#### Exercise instructions:
Show each line of the records below that contains the word "unit". Uppercase and lowercase count as different.
>> begin Data in this exercise
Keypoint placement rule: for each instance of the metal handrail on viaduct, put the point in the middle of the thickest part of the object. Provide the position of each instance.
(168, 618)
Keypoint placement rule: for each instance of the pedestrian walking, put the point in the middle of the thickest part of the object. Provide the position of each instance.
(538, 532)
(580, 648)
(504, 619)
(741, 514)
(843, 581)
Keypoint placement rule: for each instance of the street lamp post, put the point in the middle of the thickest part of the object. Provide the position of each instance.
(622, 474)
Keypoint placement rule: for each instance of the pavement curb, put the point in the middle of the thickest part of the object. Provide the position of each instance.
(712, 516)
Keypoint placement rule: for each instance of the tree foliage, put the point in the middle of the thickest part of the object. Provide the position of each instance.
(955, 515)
>> end Data in this exercise
>> begin Data in this exercise
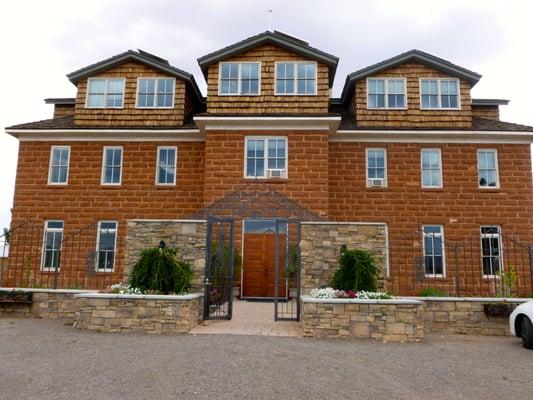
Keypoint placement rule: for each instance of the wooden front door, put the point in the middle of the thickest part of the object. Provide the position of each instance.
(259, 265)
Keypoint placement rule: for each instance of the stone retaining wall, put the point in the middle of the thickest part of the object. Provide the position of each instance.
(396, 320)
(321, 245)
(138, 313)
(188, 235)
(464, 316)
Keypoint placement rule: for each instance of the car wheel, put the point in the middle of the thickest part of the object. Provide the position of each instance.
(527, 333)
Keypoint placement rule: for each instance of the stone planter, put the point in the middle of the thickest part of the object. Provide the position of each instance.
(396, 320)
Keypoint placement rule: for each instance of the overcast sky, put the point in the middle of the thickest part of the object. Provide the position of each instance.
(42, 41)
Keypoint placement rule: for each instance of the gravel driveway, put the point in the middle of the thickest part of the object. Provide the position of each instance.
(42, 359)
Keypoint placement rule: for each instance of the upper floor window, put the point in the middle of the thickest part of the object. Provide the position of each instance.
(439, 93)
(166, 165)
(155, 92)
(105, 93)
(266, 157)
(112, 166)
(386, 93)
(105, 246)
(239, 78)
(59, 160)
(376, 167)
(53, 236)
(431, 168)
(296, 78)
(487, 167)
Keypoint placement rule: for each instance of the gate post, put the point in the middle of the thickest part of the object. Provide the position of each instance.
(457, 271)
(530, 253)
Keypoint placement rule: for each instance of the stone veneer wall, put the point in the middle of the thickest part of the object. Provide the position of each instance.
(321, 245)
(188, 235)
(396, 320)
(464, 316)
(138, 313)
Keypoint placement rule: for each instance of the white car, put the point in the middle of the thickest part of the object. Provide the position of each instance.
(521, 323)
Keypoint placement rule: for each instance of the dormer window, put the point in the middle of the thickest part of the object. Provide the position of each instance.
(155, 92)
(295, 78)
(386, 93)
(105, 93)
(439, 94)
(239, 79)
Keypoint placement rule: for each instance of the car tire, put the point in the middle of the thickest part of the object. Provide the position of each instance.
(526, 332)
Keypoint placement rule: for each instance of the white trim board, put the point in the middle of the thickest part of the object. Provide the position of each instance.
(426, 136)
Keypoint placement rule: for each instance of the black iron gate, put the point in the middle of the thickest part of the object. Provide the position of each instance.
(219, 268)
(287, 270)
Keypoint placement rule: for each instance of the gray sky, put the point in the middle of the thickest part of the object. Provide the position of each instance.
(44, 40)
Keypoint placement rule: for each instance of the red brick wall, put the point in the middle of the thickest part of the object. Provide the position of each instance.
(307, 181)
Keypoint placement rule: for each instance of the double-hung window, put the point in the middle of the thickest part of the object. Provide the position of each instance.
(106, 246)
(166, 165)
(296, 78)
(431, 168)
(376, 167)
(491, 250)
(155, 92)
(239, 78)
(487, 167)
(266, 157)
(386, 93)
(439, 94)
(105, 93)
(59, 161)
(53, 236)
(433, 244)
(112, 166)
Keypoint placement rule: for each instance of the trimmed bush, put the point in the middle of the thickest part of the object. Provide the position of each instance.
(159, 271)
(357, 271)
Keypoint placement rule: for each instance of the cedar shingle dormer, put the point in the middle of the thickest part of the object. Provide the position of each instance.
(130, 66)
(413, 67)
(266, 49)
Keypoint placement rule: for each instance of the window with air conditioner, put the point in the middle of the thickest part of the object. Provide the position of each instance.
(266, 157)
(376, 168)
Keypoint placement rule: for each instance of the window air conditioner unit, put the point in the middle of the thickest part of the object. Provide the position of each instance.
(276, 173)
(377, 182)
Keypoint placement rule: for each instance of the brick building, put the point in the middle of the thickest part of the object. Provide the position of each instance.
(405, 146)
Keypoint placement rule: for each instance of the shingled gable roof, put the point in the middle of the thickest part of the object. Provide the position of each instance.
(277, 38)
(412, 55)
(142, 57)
>> end Data in this exercise
#### Correct response:
Keypoint placement rule: for each instance of the window air conditioner unit, put the point in the middle of the thickest part of the object. Provide the position of each instance.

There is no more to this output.